* Materials provided
********
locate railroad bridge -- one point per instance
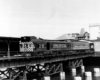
(38, 66)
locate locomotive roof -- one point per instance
(9, 39)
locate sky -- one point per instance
(47, 19)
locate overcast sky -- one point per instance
(47, 18)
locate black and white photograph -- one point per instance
(49, 40)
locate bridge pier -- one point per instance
(62, 75)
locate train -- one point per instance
(33, 46)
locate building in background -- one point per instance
(68, 36)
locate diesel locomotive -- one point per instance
(32, 45)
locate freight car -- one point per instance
(37, 46)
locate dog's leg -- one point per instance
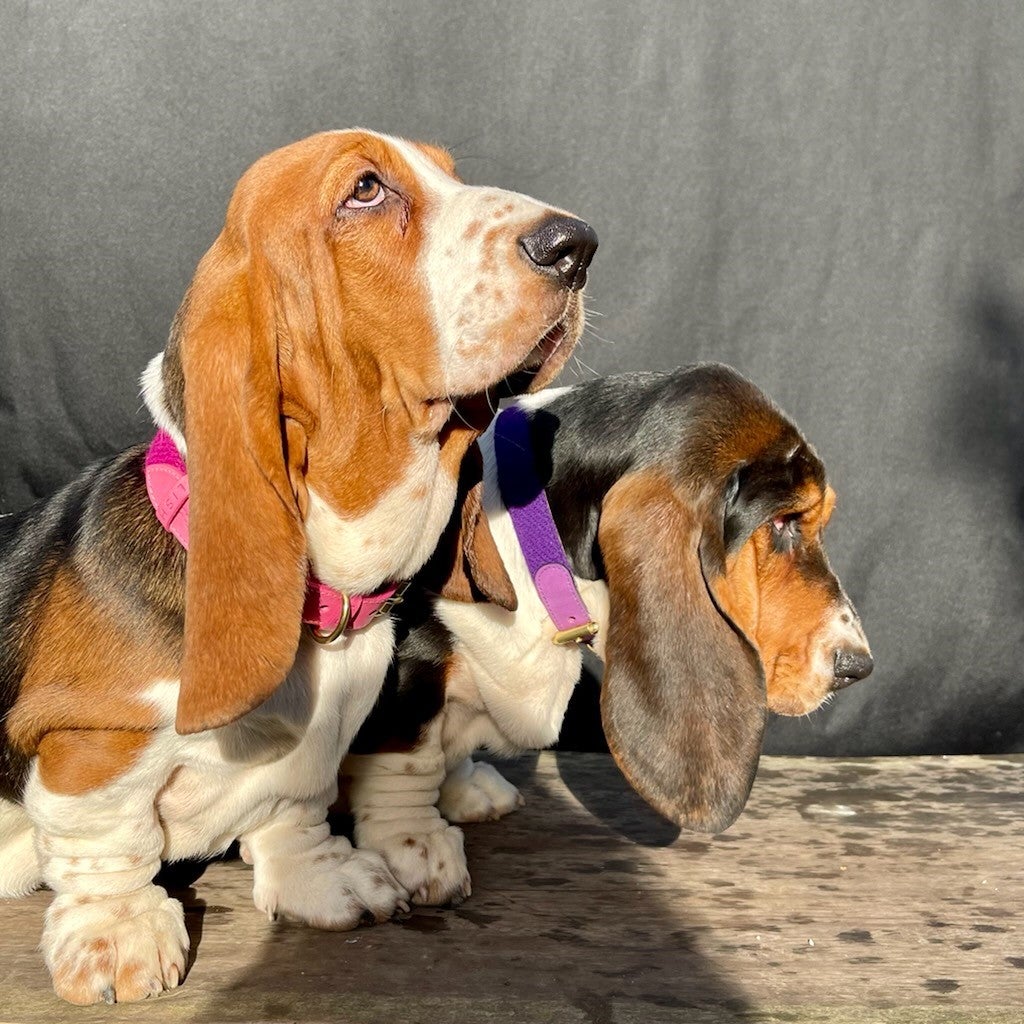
(475, 791)
(111, 935)
(302, 872)
(19, 871)
(393, 798)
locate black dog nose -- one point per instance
(851, 666)
(561, 247)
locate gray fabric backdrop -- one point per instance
(826, 196)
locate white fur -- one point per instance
(393, 798)
(349, 553)
(476, 792)
(153, 394)
(508, 687)
(474, 280)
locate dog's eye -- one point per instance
(368, 192)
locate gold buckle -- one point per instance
(346, 614)
(579, 634)
(394, 599)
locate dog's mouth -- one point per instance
(536, 370)
(546, 347)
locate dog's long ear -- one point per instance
(683, 700)
(467, 565)
(246, 566)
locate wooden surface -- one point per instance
(871, 892)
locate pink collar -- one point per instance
(327, 611)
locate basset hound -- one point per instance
(325, 376)
(690, 514)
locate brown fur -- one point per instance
(82, 676)
(683, 697)
(780, 605)
(312, 326)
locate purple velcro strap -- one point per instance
(527, 505)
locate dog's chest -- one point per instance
(391, 540)
(225, 782)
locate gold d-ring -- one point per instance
(346, 613)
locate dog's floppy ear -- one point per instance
(247, 562)
(683, 699)
(467, 561)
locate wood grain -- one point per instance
(881, 891)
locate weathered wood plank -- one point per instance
(882, 891)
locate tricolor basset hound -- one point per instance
(691, 513)
(325, 375)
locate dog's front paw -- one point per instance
(475, 792)
(431, 865)
(331, 886)
(115, 949)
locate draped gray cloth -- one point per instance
(828, 197)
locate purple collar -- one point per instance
(542, 547)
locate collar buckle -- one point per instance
(578, 634)
(325, 637)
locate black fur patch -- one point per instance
(103, 525)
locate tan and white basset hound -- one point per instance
(691, 514)
(325, 375)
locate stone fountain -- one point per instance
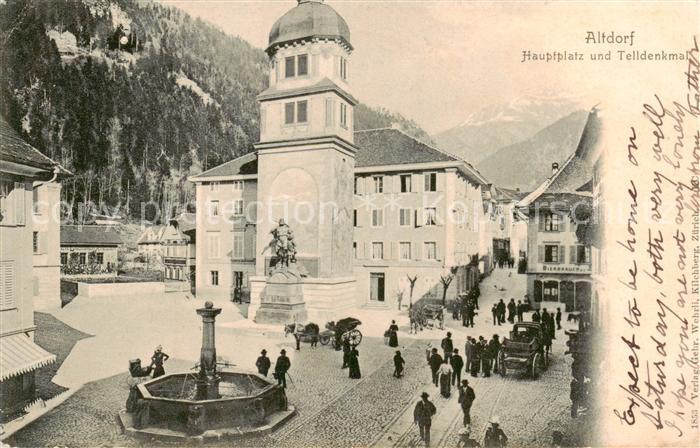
********
* What you need to do
Reproduce the material in full, word for word, and omit the pictures.

* Answer to this task
locate railroad bridge -- one point per instance
(38, 66)
locate locomotive roof -- one point per instance
(9, 39)
locate sky -- one point per instance
(47, 19)
locate overcast sky -- one point per instance
(47, 18)
locate black and white photograph -- one point per instance
(49, 40)
locate bridge pier -- one point per instance
(62, 75)
locate train -- one point per instance
(33, 46)
locate building in background -- one point per instance
(68, 36)
locate diesel locomotive -- one point per instance
(32, 45)
locate freight car -- one point per instance
(37, 46)
locate dog's leg -- one point per instance
(475, 791)
(111, 935)
(302, 872)
(19, 871)
(393, 798)
locate black dog nose -- one point per instance
(851, 666)
(561, 247)
locate gray fabric backdrop -- one point per instance
(826, 196)
locate white fur -- one point per instance
(393, 798)
(349, 553)
(476, 792)
(153, 394)
(508, 687)
(474, 280)
locate dog's eye -- one point per instance
(368, 192)
locate gold buckle -- one point per instance
(346, 614)
(579, 634)
(394, 599)
locate dog's mouth -- one point per instance
(536, 370)
(546, 347)
locate dog's long ear -- one point per instance
(683, 700)
(467, 565)
(246, 566)
locate wooden surface -- one point per instance
(871, 892)
locate pink collar -- one point per instance
(327, 611)
locate basset hound -- one point per instance
(325, 376)
(690, 514)
locate brown fur -- one point per instance
(82, 676)
(683, 697)
(780, 605)
(312, 326)
locate purple velcro strap -- one point per instance
(527, 505)
locate dog's chest -- one point per instance
(391, 540)
(225, 782)
locate gold d-ring -- one point per instance
(346, 613)
locate dog's floppy ear -- one point per instance
(247, 562)
(683, 699)
(467, 561)
locate wood grain -- one point per instance
(881, 891)
locate weathered wood plank -- one point per instance
(882, 891)
locate tricolor basset hound -- one point per instance
(691, 513)
(325, 375)
locate dog's front paw -- one point per instance
(475, 792)
(431, 865)
(331, 886)
(115, 949)
locate draped gray cloth -- one point per instance
(828, 197)
locate purple collar -- one point per instance
(542, 547)
locate collar buckle -- one point per instance
(578, 634)
(325, 637)
locate black fur patch -- one point per instance
(103, 525)
locate tan and white basset hound -- one point per instance
(691, 514)
(325, 375)
locate stone fountain -- one point per instance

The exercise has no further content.